— PROBLEM TO SOLVE —
Could you copy each of the following items over again line for line, changing nothing?

(Recorded data)
= = =

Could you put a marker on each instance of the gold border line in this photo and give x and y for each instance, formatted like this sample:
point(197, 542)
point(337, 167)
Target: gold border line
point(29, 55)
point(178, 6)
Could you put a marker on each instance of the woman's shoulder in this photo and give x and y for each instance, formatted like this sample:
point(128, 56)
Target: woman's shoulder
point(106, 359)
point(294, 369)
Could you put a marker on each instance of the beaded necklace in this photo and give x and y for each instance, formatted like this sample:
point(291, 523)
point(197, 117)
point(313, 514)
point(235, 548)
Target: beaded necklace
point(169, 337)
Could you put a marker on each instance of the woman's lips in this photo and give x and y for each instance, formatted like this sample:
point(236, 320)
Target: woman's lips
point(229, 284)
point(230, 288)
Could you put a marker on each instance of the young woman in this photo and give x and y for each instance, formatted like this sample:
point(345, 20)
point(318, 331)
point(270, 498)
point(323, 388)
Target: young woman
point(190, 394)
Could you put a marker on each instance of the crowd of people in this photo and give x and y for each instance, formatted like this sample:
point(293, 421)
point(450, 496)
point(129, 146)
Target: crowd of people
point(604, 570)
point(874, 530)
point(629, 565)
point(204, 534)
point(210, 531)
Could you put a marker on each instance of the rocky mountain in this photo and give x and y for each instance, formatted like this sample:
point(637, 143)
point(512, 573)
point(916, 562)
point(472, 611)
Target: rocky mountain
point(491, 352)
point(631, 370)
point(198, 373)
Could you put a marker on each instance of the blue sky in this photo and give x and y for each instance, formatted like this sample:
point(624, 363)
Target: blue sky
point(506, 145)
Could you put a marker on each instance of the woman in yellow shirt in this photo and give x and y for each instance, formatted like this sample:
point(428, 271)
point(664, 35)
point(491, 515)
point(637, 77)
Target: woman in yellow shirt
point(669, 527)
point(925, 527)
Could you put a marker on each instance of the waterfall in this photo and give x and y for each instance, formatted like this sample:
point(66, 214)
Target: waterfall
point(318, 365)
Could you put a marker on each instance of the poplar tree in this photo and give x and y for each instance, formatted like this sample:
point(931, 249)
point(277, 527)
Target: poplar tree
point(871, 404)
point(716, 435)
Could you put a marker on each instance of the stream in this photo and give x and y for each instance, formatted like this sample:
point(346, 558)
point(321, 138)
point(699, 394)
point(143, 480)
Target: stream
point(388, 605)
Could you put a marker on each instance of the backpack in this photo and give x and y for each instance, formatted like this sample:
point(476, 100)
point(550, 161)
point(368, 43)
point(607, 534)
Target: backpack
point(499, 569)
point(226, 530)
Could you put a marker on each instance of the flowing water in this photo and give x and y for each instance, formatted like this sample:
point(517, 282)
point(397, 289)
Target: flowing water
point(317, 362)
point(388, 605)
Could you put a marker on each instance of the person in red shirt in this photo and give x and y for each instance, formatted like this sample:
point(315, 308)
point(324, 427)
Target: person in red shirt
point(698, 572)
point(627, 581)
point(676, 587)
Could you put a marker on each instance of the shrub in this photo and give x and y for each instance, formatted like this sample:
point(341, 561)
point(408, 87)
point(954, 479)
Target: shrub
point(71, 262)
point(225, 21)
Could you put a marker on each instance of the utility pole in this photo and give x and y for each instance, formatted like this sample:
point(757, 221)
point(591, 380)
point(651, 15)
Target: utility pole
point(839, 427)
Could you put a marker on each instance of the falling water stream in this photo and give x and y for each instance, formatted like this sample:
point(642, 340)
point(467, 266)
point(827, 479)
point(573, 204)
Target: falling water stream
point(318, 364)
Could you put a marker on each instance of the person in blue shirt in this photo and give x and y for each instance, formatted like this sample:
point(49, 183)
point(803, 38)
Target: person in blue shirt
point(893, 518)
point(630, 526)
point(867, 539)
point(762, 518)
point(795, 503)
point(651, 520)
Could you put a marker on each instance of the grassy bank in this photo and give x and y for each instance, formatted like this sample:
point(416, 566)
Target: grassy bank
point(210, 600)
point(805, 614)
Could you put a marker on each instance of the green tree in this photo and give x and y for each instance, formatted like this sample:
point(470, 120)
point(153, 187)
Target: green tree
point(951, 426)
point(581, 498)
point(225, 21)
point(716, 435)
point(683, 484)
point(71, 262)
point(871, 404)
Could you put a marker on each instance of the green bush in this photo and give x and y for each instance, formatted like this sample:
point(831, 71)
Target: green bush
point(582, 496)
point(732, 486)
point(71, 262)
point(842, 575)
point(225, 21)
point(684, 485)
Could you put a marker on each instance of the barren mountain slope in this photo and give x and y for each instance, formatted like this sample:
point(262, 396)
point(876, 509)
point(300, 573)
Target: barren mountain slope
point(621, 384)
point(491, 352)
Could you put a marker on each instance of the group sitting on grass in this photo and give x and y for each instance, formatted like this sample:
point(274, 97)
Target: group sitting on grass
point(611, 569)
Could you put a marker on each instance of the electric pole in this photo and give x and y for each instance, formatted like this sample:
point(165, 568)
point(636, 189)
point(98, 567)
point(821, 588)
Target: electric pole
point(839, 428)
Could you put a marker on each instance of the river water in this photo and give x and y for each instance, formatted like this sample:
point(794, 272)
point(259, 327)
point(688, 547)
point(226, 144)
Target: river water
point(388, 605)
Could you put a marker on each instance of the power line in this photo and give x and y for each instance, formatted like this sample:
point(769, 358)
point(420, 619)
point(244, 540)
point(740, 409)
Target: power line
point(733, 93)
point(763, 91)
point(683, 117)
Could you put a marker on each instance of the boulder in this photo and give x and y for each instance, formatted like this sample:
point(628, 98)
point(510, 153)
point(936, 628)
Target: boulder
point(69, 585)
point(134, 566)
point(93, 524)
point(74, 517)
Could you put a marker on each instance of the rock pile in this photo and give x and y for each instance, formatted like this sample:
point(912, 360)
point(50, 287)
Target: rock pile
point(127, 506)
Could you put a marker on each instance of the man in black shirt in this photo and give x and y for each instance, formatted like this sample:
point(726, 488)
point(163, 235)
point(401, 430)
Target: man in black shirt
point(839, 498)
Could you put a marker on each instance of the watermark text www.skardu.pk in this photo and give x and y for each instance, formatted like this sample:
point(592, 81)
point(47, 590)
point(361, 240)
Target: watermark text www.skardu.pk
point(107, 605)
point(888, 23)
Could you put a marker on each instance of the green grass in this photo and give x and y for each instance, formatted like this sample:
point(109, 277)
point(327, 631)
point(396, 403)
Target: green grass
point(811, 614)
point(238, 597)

= = =

— SOLVED EXERCISE —
Could you put a marker on each instance of the gold border line in this photo and give x and y for each instance, formatted like this sample:
point(197, 542)
point(337, 167)
Target: gold border line
point(29, 55)
point(178, 6)
Could you put a marker on each instance of the woman's shoulder in this photo and give x and y for each instance, formatted like this sample:
point(128, 56)
Target: woman's shoulder
point(106, 359)
point(294, 369)
Could you put a marker on each instance of the beaded necklace in this photo and give x and y for each instance, formatted like this sample:
point(291, 523)
point(197, 117)
point(313, 514)
point(235, 548)
Target: beaded necklace
point(169, 337)
Could you put a marker on each instance of the woman's lips in this photo and give x and y for each instance, formatted like this sample:
point(236, 320)
Target: woman's lips
point(229, 284)
point(230, 288)
Could you put a marker on each instance of the young woman in this photo and give x and y for each instance, formatted like this sample:
point(345, 20)
point(318, 331)
point(270, 498)
point(323, 388)
Target: young woman
point(190, 394)
Could you put a marker on each instance of the crowd of people in this photo and give x and y for each instance, formatted like this sample:
point(293, 421)
point(450, 496)
point(129, 146)
Target: crowd of people
point(604, 570)
point(874, 530)
point(629, 565)
point(204, 534)
point(210, 531)
Could you put a marker on each instance of the rocky mountain in this photo and give x and y for each instance, formatted like this sample:
point(637, 143)
point(512, 573)
point(916, 562)
point(472, 611)
Target: rocky mountain
point(491, 352)
point(631, 370)
point(198, 373)
Could you put a marker on each instance of the blue sky in this photo and give x and y for each instance, formatted like this sample:
point(624, 363)
Target: blue sky
point(506, 145)
Could you put a marker on each instance of the woman in yellow shirt in this photo and give x and y for each instance, formatted like this sample:
point(428, 271)
point(664, 35)
point(491, 515)
point(637, 77)
Target: woman in yellow shirt
point(669, 527)
point(925, 527)
Could you put a marker on each instance of the waterfall in this photo and give x and y for each instance, formatted like this sample:
point(66, 214)
Target: waterfall
point(318, 365)
Could you put a marker on each instance of the poplar tree in this photo and give x and y for each instance, formatted like this sample:
point(931, 249)
point(277, 527)
Target: poplar tree
point(871, 404)
point(716, 435)
Could you put a marker on each instance of the stream in this photo and give x and y for each instance, formatted like this sample:
point(346, 558)
point(321, 138)
point(699, 394)
point(143, 480)
Target: stream
point(388, 605)
Could you put a marker on each instance of the backpack in this photo and give x and y for each instance, formatted like this sample:
point(476, 100)
point(550, 161)
point(368, 43)
point(607, 534)
Target: backpack
point(499, 569)
point(226, 530)
Could you put a marker on each instance of the flowing water in this photo and give x and y for each instance, formatted like this sample:
point(517, 282)
point(397, 289)
Target: flowing water
point(317, 362)
point(388, 605)
Could you put a marker on each instance of the person in red shirt in this photo and give x and y for each instance, formatted like this sample:
point(315, 308)
point(324, 427)
Target: person in red shirt
point(698, 572)
point(627, 581)
point(676, 587)
Could you put a marker on each instance of the shrub in this photo and give x and y for each instance, formatted like this sample:
point(341, 561)
point(408, 87)
point(954, 479)
Target: shrub
point(71, 262)
point(225, 21)
Could you put a marker on each instance of the utility pole in this photo and give x and y for each instance, formatted like this sample:
point(757, 221)
point(591, 380)
point(651, 15)
Target: utility pole
point(839, 427)
Could you put a marker on each instance of the falling water stream in this photo and give x and y for each instance, formatted like this sample:
point(642, 340)
point(467, 266)
point(827, 479)
point(573, 204)
Target: falling water stream
point(318, 364)
Could you put a marker on each instance of the person in blue shirt in this photo and give x and y for each instance, formatted like this sample:
point(49, 183)
point(803, 38)
Target: person in blue shirt
point(893, 518)
point(630, 526)
point(867, 539)
point(762, 518)
point(795, 503)
point(651, 520)
Could you put a marker on each instance of the grassy bank in this photo and give x and y for each instance, formatted like this sample:
point(416, 566)
Target: grassy bank
point(210, 600)
point(805, 614)
Could you put a marker on each instance of the green tree in this photo and give x and y for each instance, formatted like this sample:
point(470, 120)
point(153, 187)
Target: green tree
point(951, 426)
point(581, 498)
point(225, 21)
point(716, 435)
point(683, 484)
point(71, 262)
point(871, 404)
Could you put a marker on each instance of the green bush in this photo and give x and y for each instance, formatted like this sample:
point(831, 71)
Target: green bush
point(582, 496)
point(732, 486)
point(71, 262)
point(842, 575)
point(225, 21)
point(684, 485)
Could you put a marker on each instance of the barren mountain slope in this photo and give x and y for each instance, formatted like this sample:
point(262, 396)
point(876, 509)
point(300, 573)
Target: barren mountain slope
point(621, 384)
point(491, 352)
Could you put a marker on each instance of the group sitting on grass in this photo and give x and y for each instance, formatted like this sample:
point(274, 97)
Target: group sitting on grass
point(611, 569)
Could you put a marker on each instance of the electric pole in this photo and give x and y for each instance, formatted like this sample:
point(165, 568)
point(636, 189)
point(98, 567)
point(821, 588)
Target: electric pole
point(839, 428)
Could you put a marker on each instance of the river water in this photo and give x and y for each instance, formatted like this sample:
point(794, 272)
point(259, 327)
point(688, 547)
point(226, 144)
Target: river water
point(388, 605)
Could you put a marker on each instance of the power line in this photo and give x and y for each instance, formatted like this sample:
point(769, 358)
point(420, 619)
point(244, 540)
point(740, 409)
Target: power line
point(733, 93)
point(763, 91)
point(683, 117)
Could you put a marker on each instance of the boulder in this photo and give x and y for each instance, formatted like this sample:
point(628, 98)
point(510, 153)
point(936, 628)
Target: boulder
point(69, 585)
point(134, 566)
point(93, 524)
point(74, 517)
Could you put a marker on each instance of the rock pile in this photo and give x and y for each instance, formatted like this sample:
point(912, 360)
point(50, 287)
Target: rock pile
point(127, 506)
Could you put a marker on each instance of the man in black shirt in this photo and give x and y for each instance, formatted like this sample:
point(726, 488)
point(163, 235)
point(401, 430)
Target: man in black shirt
point(839, 498)
Could you put a marker on each instance of the watermark text www.skardu.pk in this photo and give x and y for each instance, formatted like this sample:
point(592, 81)
point(47, 590)
point(361, 240)
Target: watermark text www.skardu.pk
point(107, 605)
point(888, 23)
Could you put a marker on each instance of the green grass in this photo and give x and y for each instance, formatted like this sample:
point(109, 277)
point(327, 631)
point(396, 403)
Target: green grass
point(811, 614)
point(238, 597)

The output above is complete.